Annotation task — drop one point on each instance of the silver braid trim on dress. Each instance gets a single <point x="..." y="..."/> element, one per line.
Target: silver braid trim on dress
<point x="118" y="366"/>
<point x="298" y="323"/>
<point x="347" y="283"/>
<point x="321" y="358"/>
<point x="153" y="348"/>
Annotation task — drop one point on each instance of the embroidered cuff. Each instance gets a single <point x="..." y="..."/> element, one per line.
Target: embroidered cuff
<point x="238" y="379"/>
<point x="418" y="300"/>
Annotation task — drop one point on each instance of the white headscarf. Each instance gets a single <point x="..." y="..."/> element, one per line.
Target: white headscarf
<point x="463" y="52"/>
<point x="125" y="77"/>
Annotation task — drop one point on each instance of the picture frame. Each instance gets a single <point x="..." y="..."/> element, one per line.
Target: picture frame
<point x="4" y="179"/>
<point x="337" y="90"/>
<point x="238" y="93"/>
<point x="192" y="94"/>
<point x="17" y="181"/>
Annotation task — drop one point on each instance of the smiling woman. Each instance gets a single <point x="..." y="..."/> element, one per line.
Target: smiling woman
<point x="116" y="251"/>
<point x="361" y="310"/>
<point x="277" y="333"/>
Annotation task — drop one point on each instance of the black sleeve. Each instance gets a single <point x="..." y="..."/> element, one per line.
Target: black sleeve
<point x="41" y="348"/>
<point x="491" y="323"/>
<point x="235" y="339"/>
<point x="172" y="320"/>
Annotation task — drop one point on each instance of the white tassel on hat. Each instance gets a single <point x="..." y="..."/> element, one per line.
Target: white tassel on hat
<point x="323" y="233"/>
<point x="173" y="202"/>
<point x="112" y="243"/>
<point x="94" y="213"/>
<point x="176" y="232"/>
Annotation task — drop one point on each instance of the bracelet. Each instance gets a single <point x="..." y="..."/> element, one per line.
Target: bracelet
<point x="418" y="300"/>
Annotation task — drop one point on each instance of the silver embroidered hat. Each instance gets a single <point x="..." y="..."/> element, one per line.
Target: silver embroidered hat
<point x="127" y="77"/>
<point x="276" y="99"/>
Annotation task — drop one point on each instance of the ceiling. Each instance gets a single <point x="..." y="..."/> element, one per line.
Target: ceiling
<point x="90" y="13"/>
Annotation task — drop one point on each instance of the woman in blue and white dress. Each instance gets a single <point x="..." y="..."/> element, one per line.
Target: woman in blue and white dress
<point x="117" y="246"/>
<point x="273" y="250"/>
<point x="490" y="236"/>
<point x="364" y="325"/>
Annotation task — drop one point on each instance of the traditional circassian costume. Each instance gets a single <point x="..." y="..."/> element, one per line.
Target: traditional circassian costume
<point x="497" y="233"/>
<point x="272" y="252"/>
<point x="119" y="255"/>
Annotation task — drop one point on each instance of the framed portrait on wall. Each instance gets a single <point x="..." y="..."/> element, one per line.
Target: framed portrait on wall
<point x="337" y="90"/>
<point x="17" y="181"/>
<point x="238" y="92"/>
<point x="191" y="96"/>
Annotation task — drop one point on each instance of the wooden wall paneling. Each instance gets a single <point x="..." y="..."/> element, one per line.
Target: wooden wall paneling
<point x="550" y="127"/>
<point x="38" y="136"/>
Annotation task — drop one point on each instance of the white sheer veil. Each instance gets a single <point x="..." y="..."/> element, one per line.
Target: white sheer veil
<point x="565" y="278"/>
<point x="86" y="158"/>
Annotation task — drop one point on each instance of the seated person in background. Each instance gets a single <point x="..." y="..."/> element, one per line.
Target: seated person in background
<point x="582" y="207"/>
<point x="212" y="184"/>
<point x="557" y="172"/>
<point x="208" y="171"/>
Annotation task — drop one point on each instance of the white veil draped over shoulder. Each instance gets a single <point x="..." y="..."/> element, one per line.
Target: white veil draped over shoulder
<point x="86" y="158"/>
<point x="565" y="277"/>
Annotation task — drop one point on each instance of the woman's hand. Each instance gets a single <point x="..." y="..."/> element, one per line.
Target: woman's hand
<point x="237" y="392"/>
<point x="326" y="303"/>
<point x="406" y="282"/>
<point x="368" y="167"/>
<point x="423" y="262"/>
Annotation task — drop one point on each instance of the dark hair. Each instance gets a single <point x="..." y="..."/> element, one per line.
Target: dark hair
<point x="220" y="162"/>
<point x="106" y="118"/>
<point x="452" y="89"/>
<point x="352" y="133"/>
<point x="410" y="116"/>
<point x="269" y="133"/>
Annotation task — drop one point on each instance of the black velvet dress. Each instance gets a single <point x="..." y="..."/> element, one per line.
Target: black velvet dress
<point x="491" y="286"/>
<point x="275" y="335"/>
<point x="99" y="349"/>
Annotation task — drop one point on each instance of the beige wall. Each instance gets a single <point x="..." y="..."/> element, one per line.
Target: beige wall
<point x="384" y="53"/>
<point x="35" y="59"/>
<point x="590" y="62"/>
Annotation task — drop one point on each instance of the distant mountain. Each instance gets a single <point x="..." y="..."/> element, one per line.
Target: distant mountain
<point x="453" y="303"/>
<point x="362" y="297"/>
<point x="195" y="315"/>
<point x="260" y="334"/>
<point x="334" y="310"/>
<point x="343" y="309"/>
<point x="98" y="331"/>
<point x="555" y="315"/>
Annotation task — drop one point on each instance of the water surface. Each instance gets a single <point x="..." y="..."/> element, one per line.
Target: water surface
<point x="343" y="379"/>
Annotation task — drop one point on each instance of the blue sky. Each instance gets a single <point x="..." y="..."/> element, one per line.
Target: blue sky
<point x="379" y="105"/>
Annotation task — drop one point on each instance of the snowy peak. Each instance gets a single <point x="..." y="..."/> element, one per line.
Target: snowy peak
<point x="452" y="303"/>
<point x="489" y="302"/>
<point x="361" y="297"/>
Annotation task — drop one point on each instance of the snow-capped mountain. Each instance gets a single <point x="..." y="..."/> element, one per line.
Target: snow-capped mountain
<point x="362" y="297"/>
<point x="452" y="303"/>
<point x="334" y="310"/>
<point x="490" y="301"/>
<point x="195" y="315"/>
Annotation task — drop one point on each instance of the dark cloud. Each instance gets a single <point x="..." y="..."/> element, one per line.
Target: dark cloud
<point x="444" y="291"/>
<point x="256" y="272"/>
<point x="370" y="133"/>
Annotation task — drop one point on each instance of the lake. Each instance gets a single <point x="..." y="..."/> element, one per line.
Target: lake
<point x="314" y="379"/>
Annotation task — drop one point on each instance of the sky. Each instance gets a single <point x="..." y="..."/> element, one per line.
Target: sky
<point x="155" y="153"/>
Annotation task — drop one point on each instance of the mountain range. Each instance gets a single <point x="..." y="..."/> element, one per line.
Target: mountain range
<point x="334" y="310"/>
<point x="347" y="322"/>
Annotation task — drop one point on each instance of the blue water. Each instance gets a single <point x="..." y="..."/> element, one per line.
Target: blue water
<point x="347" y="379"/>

**Aim of the exercise**
Only an exact copy of the data above will do.

**Answer space**
Annotation task — drop one point on each instance of the silver braid trim on dress. Each instance gets a single <point x="..." y="..."/> element, one per line.
Target: silver braid trim on dress
<point x="118" y="366"/>
<point x="298" y="323"/>
<point x="347" y="283"/>
<point x="321" y="358"/>
<point x="153" y="348"/>
Annotation task — drop one point on each instance of the embroidered cuff. Each instance gets a single <point x="..." y="..."/> element, one per line.
Target: embroidered cuff
<point x="238" y="379"/>
<point x="418" y="300"/>
Annotation task — drop one point on each instance of the white headscarf. Each instance gets a single <point x="..." y="..."/> element, one per line.
Target: white headscarf
<point x="463" y="52"/>
<point x="125" y="77"/>
Annotation task — drop one point on each instance of the picture frame. Each instance gets a single <point x="..." y="..."/> element, one per line.
Target: picture frame
<point x="4" y="179"/>
<point x="337" y="90"/>
<point x="238" y="93"/>
<point x="192" y="94"/>
<point x="17" y="181"/>
Annotation task — drop one point on each instance of the smiling woman. Each instance gets a single <point x="..." y="..."/> element, one per line.
Target: smiling woman
<point x="116" y="251"/>
<point x="361" y="310"/>
<point x="277" y="333"/>
Annotation task — drop one point on each instance of the black sleeve. Each instance gets a single <point x="..." y="..."/> element, one per line.
Target: black sleeve
<point x="41" y="348"/>
<point x="491" y="323"/>
<point x="235" y="339"/>
<point x="172" y="320"/>
Annotation task — drop one point on each instance of the white tassel on hat. Each instance gets a single <point x="..." y="..."/> element, one per line.
Target: white tassel on hat
<point x="323" y="233"/>
<point x="173" y="202"/>
<point x="112" y="243"/>
<point x="94" y="213"/>
<point x="176" y="232"/>
Annotation task — drop one point on each instance of the bracelet. Each instance gets a single <point x="..." y="..."/> element, one per line.
Target: bracelet
<point x="418" y="300"/>
Annotation task — drop one point on each instance of the silver embroidered hat. Each instance gets a single <point x="..." y="..."/> element, one per line.
Target: silver embroidered hat
<point x="127" y="77"/>
<point x="276" y="99"/>
Annotation task — drop one point on each instance of the ceiling. Each instance gets a single <point x="..." y="..."/> element, one per line.
Target: ceiling
<point x="90" y="13"/>
Annotation task — drop one point on each instance of the woman in blue and white dress. Each instance gets a single <point x="..." y="..."/> element, one per line.
Target: woman in blue and white dress
<point x="117" y="246"/>
<point x="273" y="250"/>
<point x="490" y="236"/>
<point x="364" y="325"/>
Annotation task — drop one point on each instance of the traditional circassian costume. Each instance gets a single <point x="..." y="..."/> element, one per line.
Target: traditional circassian costume
<point x="497" y="233"/>
<point x="272" y="252"/>
<point x="119" y="255"/>
Annotation task — drop one point on each instance of the framed portrait on wall. Each instance gets a single <point x="..." y="..."/> element, one per line.
Target: framed portrait on wall
<point x="337" y="90"/>
<point x="17" y="181"/>
<point x="238" y="92"/>
<point x="191" y="96"/>
Annotation task — drop one point on each instance of the wooden wall paneling. Each instance gets a single <point x="..." y="..."/> element, one per line.
Target: wooden wall paneling
<point x="550" y="127"/>
<point x="38" y="136"/>
Annotation task — drop one point on each instance of the white sheer veil. Each instance gets a single <point x="..." y="..."/> element, one per line.
Target: white sheer veil
<point x="565" y="278"/>
<point x="86" y="158"/>
Annotation task — drop one point on each instance of the seated person in background. Each instance gets a single <point x="..." y="..."/> element, one per line.
Target: seated person in background
<point x="582" y="207"/>
<point x="212" y="184"/>
<point x="557" y="172"/>
<point x="208" y="171"/>
Annotation task — drop one point on each instance of the white veil draped over shoulder. Each instance gets a single <point x="..." y="..."/> element, one per line.
Target: white veil draped over shoulder
<point x="86" y="158"/>
<point x="565" y="277"/>
Annotation task — drop one point on each instance of the woman's hand. Each instance gets a single <point x="..." y="..."/> element, one per line.
Target: woman's hand
<point x="237" y="392"/>
<point x="326" y="303"/>
<point x="406" y="282"/>
<point x="368" y="167"/>
<point x="423" y="262"/>
Annotation task — drop one point on each instance of the dark hair. Each instance gets a single <point x="..." y="..."/> element, one per line.
Target: dark hair
<point x="220" y="162"/>
<point x="106" y="118"/>
<point x="452" y="89"/>
<point x="352" y="133"/>
<point x="410" y="116"/>
<point x="269" y="133"/>
Annotation task — drop one point on each instance of the black velvet dress. Each instance gets a single <point x="..." y="..."/> element, one per line.
Target: black velvet dress
<point x="491" y="286"/>
<point x="275" y="335"/>
<point x="99" y="349"/>
Annotation task — drop one point on each instance of the beige wall. Each instance gets a single <point x="..." y="..."/> element, one per line.
Target: beige wall
<point x="384" y="53"/>
<point x="35" y="59"/>
<point x="590" y="62"/>
Annotation task — drop one point on each instance of the distant mountain. Each instance gets a single <point x="..." y="..."/> element, one per line.
Target: distant mountain
<point x="453" y="303"/>
<point x="362" y="297"/>
<point x="195" y="315"/>
<point x="260" y="334"/>
<point x="334" y="310"/>
<point x="343" y="309"/>
<point x="98" y="331"/>
<point x="555" y="315"/>
Annotation task — drop one point on each instance of the water surface. Each instance gets a single <point x="..." y="..."/> element, one per line.
Target: water surface
<point x="343" y="379"/>
Annotation task — drop one point on each instance of the blue sky. Each instance gets a single <point x="..." y="..."/> element, one per line.
Target: blue sky
<point x="379" y="105"/>
Annotation task — drop one point on each instance of the snowy peak. Each instance gets a single <point x="..." y="..."/> element, one per line.
Target: snowy peak
<point x="452" y="303"/>
<point x="489" y="302"/>
<point x="361" y="297"/>
Annotation task — drop one point on each instance of the snow-capped mountain. Each instance gets a single <point x="..." y="..."/> element, one per line.
Target: snow-capped mountain
<point x="362" y="297"/>
<point x="452" y="303"/>
<point x="334" y="310"/>
<point x="490" y="301"/>
<point x="195" y="315"/>
Annotation task — drop one point on each instance of the dark cloud. Each instance gets a single <point x="..." y="..."/> element, one per line.
Target: dark cloud
<point x="444" y="291"/>
<point x="256" y="272"/>
<point x="370" y="133"/>
Annotation task — drop one point on each instance of the lake. Each instance gets a single <point x="..." y="..."/> element, one per line.
Target: lake
<point x="314" y="379"/>
Annotation task — drop one point on each instance of the sky. Each instance gets a single <point x="..." y="..."/> element, one per line.
Target: sky
<point x="155" y="153"/>
Annotation task — drop one point on each instance of the mountain range. Each instance gets a single <point x="..." y="..."/> element, one per line.
Target: mountain range
<point x="334" y="310"/>
<point x="347" y="322"/>
Annotation task — drop one point on each instance of the blue water. Each instance gets a single <point x="..." y="..."/> element, one per line.
Target: blue water
<point x="347" y="379"/>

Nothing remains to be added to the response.